WORK INSTRUCTIONS:
Lay out as a numbered list the lines from the one containing "Spot the bearded" through the one containing "[[208, 379]]", both included, and only those lines. Leave out any blank lines.

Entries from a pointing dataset
>> Start
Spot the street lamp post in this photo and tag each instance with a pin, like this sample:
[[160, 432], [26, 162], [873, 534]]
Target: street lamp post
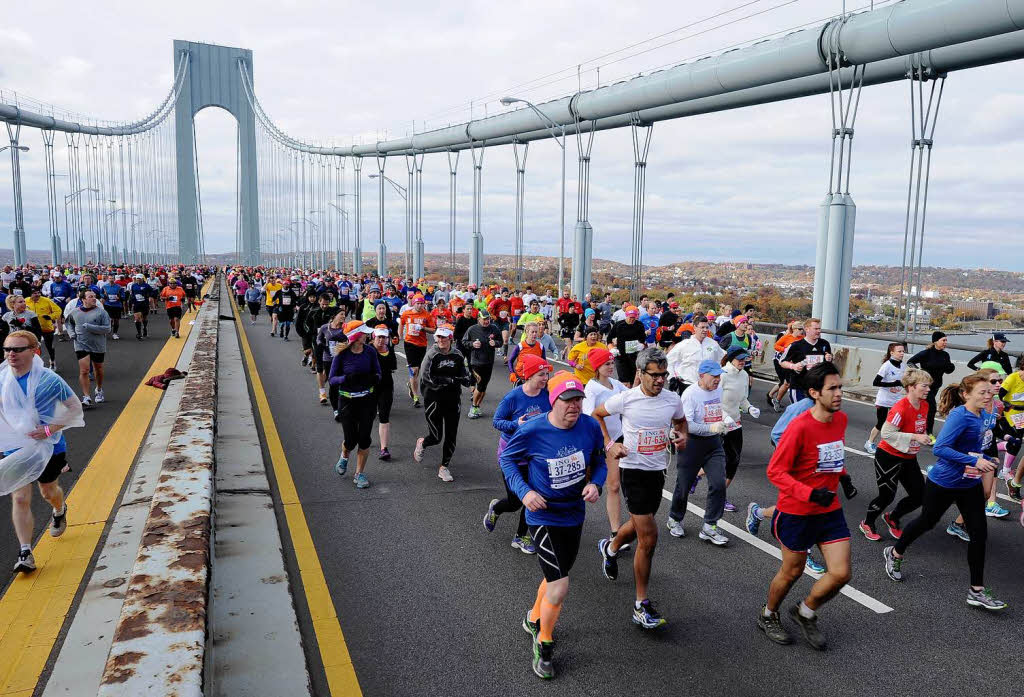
[[551, 127], [20, 250], [79, 243], [403, 192]]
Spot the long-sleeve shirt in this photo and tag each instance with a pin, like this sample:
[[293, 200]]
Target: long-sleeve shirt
[[685, 357], [514, 405], [355, 374], [88, 328], [559, 464], [957, 446], [702, 409], [735, 390], [444, 373], [811, 454], [936, 363], [792, 411]]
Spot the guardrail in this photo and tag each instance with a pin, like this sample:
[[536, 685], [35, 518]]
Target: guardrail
[[160, 641]]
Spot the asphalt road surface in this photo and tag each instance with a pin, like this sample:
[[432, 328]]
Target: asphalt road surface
[[126, 362], [431, 604]]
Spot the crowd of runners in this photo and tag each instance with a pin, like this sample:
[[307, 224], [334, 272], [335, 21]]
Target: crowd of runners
[[645, 386], [61, 318]]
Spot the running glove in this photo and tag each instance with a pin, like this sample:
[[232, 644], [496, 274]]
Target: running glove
[[822, 496]]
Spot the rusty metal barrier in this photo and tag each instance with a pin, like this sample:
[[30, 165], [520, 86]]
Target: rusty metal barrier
[[160, 641]]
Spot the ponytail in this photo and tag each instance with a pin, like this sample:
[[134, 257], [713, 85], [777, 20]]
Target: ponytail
[[953, 395]]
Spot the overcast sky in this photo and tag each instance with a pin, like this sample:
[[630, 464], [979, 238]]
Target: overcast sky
[[738, 185]]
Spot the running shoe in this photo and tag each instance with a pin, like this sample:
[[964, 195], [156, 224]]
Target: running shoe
[[957, 530], [894, 529], [812, 564], [754, 518], [993, 510], [58, 522], [866, 530], [524, 543], [894, 564], [809, 625], [610, 562], [984, 599], [693, 486], [491, 518], [543, 653], [711, 533], [26, 562], [646, 616], [771, 624], [532, 628]]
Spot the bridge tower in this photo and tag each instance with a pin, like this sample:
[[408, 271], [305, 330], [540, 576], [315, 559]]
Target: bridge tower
[[213, 80]]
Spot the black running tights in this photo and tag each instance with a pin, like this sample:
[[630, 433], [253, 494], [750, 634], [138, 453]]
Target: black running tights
[[971, 503]]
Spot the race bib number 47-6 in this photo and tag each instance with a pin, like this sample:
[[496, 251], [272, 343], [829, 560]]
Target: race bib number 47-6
[[566, 471], [651, 441], [832, 458]]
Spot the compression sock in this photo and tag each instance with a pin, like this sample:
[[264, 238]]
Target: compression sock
[[535, 613], [549, 615]]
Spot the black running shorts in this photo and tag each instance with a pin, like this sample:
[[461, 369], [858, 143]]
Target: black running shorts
[[557, 547], [642, 489]]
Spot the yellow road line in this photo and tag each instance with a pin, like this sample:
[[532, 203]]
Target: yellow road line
[[334, 652], [35, 606]]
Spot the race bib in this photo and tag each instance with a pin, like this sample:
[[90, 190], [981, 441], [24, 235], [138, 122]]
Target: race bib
[[968, 475], [566, 471], [713, 412], [652, 441], [832, 458]]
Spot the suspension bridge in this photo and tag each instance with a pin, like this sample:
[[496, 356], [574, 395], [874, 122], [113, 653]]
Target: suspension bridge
[[132, 197]]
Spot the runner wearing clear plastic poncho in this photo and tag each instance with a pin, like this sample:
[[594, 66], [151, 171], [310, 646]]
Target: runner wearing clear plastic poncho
[[36, 404]]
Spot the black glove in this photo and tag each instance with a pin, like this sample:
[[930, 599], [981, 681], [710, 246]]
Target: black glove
[[848, 488], [822, 496]]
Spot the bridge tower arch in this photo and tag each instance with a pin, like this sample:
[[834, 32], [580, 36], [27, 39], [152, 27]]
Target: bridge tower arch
[[213, 80]]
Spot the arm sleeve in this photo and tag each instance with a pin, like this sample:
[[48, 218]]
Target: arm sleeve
[[503, 420], [515, 451], [780, 465], [973, 363]]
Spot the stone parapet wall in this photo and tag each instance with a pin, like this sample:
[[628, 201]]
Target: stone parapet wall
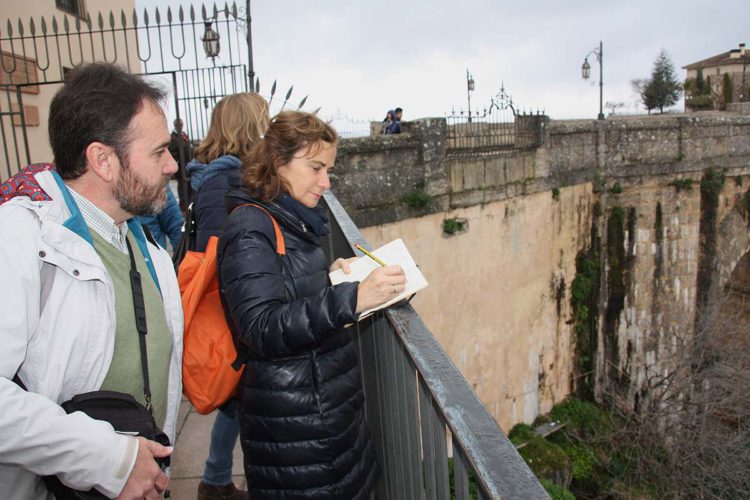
[[376, 175]]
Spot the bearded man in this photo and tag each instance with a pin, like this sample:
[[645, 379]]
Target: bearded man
[[69, 322]]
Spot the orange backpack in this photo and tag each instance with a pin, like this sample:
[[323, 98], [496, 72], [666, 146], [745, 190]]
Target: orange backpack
[[208, 379]]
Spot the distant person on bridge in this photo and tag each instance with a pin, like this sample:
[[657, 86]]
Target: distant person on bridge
[[237, 122], [71, 246], [303, 429], [394, 126]]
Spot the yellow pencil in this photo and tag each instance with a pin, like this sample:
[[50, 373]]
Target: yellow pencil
[[356, 245]]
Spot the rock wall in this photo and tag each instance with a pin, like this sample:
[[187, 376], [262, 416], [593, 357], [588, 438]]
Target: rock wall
[[500, 293]]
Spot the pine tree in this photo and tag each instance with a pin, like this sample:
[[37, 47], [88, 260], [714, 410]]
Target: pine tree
[[662, 89]]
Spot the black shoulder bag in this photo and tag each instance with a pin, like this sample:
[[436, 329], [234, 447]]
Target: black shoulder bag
[[121, 410]]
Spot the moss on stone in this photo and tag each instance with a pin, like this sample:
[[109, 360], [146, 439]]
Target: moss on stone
[[557, 492], [545, 458], [417, 199]]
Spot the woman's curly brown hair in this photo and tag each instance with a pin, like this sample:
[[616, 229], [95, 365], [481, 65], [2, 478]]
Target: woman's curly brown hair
[[288, 134]]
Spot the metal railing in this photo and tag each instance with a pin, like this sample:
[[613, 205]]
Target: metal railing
[[496, 127], [417, 402]]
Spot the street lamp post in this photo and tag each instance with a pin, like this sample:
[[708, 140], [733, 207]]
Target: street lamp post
[[212, 46], [586, 72], [469, 89]]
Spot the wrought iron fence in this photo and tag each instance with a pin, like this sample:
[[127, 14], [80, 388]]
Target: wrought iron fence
[[348, 127], [163, 44], [417, 402], [495, 127]]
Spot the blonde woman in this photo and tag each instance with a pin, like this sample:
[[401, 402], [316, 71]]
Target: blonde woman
[[237, 123]]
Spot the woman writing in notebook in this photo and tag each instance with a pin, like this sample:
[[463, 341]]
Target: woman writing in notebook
[[303, 432]]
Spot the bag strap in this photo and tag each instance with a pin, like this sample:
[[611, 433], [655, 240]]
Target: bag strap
[[140, 324], [280, 243]]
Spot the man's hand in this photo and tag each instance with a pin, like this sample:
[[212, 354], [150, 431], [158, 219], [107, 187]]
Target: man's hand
[[146, 479]]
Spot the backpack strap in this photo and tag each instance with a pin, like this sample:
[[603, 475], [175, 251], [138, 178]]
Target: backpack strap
[[149, 236], [280, 244]]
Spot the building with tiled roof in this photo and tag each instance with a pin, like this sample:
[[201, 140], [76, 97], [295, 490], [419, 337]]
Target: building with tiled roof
[[726, 79]]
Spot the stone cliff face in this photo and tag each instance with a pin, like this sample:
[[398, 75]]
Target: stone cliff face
[[657, 208]]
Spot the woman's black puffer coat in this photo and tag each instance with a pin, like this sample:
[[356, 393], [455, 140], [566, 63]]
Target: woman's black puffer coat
[[303, 431]]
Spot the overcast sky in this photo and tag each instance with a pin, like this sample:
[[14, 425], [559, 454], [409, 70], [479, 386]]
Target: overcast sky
[[363, 57]]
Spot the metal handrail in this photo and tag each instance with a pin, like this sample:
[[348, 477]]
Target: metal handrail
[[416, 400]]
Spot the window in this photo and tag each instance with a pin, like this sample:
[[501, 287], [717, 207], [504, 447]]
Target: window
[[73, 7]]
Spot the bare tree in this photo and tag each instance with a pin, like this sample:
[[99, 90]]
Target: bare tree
[[691, 434]]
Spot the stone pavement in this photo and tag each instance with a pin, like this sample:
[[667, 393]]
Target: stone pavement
[[191, 450]]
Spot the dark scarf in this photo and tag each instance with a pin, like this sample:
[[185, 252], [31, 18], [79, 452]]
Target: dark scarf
[[315, 218]]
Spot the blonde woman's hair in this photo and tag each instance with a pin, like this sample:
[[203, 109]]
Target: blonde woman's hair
[[237, 122]]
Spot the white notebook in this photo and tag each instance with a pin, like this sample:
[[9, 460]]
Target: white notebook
[[393, 253]]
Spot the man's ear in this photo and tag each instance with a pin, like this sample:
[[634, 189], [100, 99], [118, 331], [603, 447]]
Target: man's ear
[[102, 161]]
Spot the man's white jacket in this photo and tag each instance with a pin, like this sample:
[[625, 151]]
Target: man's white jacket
[[64, 349]]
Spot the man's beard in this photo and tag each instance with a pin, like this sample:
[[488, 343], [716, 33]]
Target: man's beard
[[138, 197]]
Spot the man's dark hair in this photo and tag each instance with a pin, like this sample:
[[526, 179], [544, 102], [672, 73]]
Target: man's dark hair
>> End
OUTPUT BELOW:
1. Spot the bearded man in this photo and tag each instance with a pin, like this sample:
2. [[645, 379]]
3. Target: bearded man
4. [[69, 322]]
5. Spot the orange backpack in this photo and tag each instance with a pin, like this sample:
6. [[323, 98], [496, 72], [666, 146], [745, 190]]
7. Target: orange backpack
8. [[208, 379]]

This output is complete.